[Getoonde tekst]:

● ● ● ● ● ● ●

Kan een journalist of columnist er op eigen houtje voor zorgen dat een woord of uitdrukking uit een andere taal ingeburgerd raakt? Die vraag roept de column op over de Nederlandse identiteit die Ephimenco vandaag in Trouw schrijft. Daarin valt het woord immigrationist op: ‘Een sterk geprofileerde nationale identiteit wordt door immigrationisten en geharde wereldverbeteraars als obstakel gezien voor het ontstaan van de nieuwe mens.’
Immigrationist. In de Nederlandse kranten vind je dit woord nooit, behalve in de columns van Ephimenco. In oktober 2014 typeerde hij een collega al eens als ‘een immigrationist. Iemand die zich door een ideologie van goede bedoelingen laat leiden. Die Europa’s demografisch tekort met nog meer kansloze migranten wil opvangen.’ (28-10-2014) Een week later had hij het over ‘misleidende fabeltjes van immigrationisten’ (4-11-2014). In oktober 2015 noemde hij migratiehistoricus Leo Lucassen een ‘fervent immigrationist’ (31-10-2015) en in september 2016 schreef hij naar aanleiding van de Troonrede (waarin immigratieproblematiek werd aangestipt) dat hij ‘de gebruikelijke storm van verontwaardiging [had] verwacht die dat soort taal bij immigrationisten en wegkijkers doorgaans doet ontstaan’ (22-9-2016).
Als woordenboekmaker kijk je gewoonlijk sinds wanneer, hoe vaak, hoe lang en in hoeveel verschillende bronnen een woord wordt gebruikt om te bepalen of het al dan niet in het woordenboek thuishoort. Als een woord slechts in één bron voorkomt, is dat doorgaans onvoldoende voor opname ervan in het woordenboek. Vanuit dat perspectief zouden we immigrationist vooralsnog kunnen negeren.
Immigrationisme over de taalgrenzen
Toch zijn er redenen om dit woord met een woordenboekmakersoog te blijven volgen. In de eerste plaats is het in het Engels en het Frans wel ingeburgerd. Rond 1850 werd er in het Frans veel geschreven over de gevolgen van immigratie voor de welvaart: ‘Les immigrationnistes auront beau dire qu’ils ne veulent avoir que des immigrants libres, que ce ne sera qu’un leurre,’ schreef een zekere S. Linstant. In het Angelsaksische taalgebied stonden immigrationists en anti-immigrationists ruim een eeuw geleden lijnrecht tegenover elkaar. Zo schreef The American Journal of Sociology in 1920 over ‘much concern shown by anti-immigrationists regarding the dangers of mongrelizing [bastaardering] the American people’.

● ● ● ● ● ● ●

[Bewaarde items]
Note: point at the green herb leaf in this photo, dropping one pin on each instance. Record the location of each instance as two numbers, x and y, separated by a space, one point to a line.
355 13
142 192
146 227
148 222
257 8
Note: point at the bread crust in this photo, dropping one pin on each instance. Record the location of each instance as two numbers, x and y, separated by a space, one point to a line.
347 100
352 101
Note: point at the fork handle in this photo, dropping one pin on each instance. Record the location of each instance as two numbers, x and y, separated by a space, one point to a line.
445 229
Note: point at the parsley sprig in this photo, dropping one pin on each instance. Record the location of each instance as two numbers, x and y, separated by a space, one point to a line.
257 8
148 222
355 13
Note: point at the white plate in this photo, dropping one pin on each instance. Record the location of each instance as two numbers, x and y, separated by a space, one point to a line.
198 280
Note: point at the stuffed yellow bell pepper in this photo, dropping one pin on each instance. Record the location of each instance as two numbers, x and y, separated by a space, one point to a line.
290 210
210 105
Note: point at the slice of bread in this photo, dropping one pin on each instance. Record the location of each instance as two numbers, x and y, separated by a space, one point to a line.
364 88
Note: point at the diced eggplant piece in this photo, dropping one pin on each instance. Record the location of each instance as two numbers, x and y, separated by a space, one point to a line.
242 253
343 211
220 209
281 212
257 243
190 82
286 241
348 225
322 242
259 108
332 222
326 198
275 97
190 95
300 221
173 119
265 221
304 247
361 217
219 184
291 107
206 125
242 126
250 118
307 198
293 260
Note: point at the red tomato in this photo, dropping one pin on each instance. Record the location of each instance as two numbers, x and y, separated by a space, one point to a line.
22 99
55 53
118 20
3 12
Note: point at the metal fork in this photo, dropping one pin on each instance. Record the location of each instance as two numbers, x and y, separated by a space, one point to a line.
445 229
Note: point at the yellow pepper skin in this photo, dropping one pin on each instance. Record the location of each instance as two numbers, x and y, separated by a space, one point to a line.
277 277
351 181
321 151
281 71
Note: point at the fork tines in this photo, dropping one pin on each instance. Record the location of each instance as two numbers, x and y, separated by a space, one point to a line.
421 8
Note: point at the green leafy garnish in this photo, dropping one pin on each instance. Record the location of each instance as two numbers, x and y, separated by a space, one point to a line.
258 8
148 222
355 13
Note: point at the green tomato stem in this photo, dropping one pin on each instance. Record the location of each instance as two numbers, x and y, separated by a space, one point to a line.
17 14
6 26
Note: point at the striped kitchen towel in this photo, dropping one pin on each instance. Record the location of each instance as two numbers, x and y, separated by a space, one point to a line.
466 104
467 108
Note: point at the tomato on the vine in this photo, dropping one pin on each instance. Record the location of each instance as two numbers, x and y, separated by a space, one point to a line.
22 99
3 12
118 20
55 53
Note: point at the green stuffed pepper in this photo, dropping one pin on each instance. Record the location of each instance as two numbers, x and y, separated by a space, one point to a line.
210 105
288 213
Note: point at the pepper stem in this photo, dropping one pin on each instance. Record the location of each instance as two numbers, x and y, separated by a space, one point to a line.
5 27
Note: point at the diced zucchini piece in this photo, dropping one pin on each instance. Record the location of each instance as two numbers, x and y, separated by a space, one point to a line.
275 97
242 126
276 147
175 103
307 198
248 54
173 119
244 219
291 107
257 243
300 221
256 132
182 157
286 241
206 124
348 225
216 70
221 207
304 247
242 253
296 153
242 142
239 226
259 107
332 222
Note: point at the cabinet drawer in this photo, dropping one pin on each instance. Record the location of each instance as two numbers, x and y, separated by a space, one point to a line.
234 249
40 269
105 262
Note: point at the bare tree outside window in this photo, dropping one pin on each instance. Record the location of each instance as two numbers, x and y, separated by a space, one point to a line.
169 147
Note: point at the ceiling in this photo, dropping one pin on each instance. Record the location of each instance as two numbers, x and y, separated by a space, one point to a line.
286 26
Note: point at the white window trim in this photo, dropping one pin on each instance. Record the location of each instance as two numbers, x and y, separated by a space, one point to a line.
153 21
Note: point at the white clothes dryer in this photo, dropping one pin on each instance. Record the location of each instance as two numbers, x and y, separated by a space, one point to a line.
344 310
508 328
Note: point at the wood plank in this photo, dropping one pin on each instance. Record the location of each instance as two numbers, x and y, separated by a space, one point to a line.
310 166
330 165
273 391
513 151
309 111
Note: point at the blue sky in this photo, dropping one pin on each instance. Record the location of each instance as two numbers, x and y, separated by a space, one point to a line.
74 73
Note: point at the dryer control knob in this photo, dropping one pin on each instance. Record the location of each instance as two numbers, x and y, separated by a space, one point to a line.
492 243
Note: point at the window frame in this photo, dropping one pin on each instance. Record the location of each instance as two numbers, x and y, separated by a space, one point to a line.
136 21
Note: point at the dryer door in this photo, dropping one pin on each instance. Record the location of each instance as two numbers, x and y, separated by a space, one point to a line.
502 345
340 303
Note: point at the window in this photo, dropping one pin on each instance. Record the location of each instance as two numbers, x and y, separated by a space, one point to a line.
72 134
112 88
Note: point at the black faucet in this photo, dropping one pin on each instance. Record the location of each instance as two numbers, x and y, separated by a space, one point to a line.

● ● ● ● ● ● ●

[Jouw opdrachten]:
(1) In welke krant schrijft Ephimenco volgens de tekst over het woord immigrationist zijn column?
(2) Schrijf uit de tekst over het woord immigrationist letterlijk over wat begint met "Immigrationisme over de" en doorloopt tot en met "the American people’.".
(3) Waarom zou een woordenboekmaker het woord immigrationist voorlopig kunnen negeren, volgens de tekst over dat woord?

[Gegeven antwoorden]:
(1) In Trouw.

(2)
Immigrationisme over de taalgrenzen
Toch zijn er redenen om dit woord met een woordenboekmakersoog te blijven volgen. In de eerste plaats is het in het Engels en het Frans wel ingeburgerd. Rond 1850 werd er in het Frans veel geschreven over de gevolgen van immigratie voor de welvaart: ‘Les immigrationnistes auront beau dire qu’ils ne veulent avoir que des immigrants libres, que ce ne sera qu’un leurre,’ schreef een zekere S. Linstant. In het Angelsaksische taalgebied stonden immigrationists en anti-immigrationists ruim een eeuw geleden lijnrecht tegenover elkaar. Zo schreef The American Journal of Sociology in 1920 over ‘much concern shown by anti-immigrationists regarding the dangers of mongrelizing [bastaardering] the American people’.

(3) In Nederlandse kranten komt het woord alleen voor in de columns van Ephimenco, dus in één bron. Als een woord maar in één bron voorkomt, is dat meestal niet genoeg om het in het woordenboek op te nemen.